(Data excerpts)
-----

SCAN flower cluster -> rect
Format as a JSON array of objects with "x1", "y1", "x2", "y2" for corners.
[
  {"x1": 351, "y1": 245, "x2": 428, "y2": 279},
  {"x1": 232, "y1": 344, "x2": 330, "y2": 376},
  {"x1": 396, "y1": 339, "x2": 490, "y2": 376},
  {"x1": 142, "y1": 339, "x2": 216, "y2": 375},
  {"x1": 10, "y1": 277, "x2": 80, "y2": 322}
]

-----

YOUR GOAL
Make a word-for-word copy of the records.

ANSWER SECTION
SCAN flower cluster -> rect
Format as a JSON array of objects with "x1", "y1", "x2", "y2" for corners.
[
  {"x1": 351, "y1": 245, "x2": 428, "y2": 279},
  {"x1": 232, "y1": 344, "x2": 330, "y2": 376},
  {"x1": 396, "y1": 339, "x2": 490, "y2": 376},
  {"x1": 142, "y1": 339, "x2": 216, "y2": 375},
  {"x1": 10, "y1": 277, "x2": 80, "y2": 322}
]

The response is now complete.